▶ [What you need to do]:
Please locate each line in the rows below that contains the word "jeep" and copy those lines.
# START OF Records for the task
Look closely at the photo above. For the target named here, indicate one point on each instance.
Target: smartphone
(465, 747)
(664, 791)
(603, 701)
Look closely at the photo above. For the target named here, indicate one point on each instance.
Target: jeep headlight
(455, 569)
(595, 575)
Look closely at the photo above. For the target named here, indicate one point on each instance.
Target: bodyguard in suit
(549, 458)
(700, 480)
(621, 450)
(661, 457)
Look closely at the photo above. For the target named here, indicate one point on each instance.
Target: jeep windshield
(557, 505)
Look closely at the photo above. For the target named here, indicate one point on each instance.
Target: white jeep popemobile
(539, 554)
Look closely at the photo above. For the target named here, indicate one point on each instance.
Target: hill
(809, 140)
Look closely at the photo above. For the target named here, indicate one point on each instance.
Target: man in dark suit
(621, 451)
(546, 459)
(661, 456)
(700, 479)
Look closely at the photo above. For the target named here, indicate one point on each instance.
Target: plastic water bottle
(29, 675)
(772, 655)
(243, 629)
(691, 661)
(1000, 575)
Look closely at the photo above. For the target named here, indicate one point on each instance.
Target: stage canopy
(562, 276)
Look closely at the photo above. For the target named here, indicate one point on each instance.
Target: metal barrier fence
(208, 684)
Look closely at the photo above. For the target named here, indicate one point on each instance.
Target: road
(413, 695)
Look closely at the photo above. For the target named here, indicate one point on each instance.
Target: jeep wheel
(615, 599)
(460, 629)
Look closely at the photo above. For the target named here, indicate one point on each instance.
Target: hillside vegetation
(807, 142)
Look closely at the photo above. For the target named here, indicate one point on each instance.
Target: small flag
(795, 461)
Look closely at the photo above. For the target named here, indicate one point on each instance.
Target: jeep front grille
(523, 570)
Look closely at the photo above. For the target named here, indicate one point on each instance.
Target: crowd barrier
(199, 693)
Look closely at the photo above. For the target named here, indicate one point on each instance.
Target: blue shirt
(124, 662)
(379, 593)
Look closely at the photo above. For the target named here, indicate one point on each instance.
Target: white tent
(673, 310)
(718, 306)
# END OF Records for the task
▶ [Worked answer]:
Target: jeep headlight
Target: jeep windshield
Target: white jeep popemobile
Target: jeep wheel
Target: jeep front grille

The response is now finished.